Goal of the exercise –
Please restate word for word, and with nothing added, the lines that run from the one holding "Practice step: locate the white" to the end of the entries below.

Records for this task –

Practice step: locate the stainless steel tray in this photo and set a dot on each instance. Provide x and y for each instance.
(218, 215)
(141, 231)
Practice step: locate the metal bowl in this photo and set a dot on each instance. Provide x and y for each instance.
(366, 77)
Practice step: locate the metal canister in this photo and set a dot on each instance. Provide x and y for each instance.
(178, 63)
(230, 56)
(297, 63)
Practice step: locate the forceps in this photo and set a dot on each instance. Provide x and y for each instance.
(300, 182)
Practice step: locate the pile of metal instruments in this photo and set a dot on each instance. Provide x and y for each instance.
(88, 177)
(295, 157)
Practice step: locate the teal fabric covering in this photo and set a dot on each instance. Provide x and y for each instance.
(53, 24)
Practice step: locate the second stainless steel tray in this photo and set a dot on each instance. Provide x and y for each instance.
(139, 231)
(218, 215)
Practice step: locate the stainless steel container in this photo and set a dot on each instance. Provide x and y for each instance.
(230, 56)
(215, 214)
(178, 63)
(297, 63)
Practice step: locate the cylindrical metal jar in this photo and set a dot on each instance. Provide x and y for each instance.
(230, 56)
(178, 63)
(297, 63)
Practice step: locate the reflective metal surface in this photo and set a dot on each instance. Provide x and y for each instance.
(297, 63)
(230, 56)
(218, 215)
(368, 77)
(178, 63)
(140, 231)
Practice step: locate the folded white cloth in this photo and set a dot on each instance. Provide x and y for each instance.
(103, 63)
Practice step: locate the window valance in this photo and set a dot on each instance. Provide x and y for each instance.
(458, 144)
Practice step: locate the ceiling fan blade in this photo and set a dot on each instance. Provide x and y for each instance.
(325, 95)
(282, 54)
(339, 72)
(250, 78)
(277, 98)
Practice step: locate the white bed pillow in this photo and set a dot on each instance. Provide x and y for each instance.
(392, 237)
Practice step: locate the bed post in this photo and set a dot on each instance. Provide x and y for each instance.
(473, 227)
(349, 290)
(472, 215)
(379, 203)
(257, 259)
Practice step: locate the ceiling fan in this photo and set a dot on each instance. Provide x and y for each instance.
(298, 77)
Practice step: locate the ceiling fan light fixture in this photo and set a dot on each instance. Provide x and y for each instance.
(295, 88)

Exercise result –
Practice step: locate the white bed pillow in this photo and set a dot on each instance. Provide x and y for each instance.
(392, 237)
Practice step: locate the bed post in this photo and set a dot on each instance. Provide x and y for each instance.
(473, 227)
(349, 290)
(472, 215)
(379, 203)
(257, 259)
Practice step: locate the ceiling fan in this photo and set a dot on each instance. Provide x and y for each instance.
(298, 77)
Practice step: locate the ceiling fan light fixture in this photo and set a dot on each instance. Provide x and y for each instance.
(295, 88)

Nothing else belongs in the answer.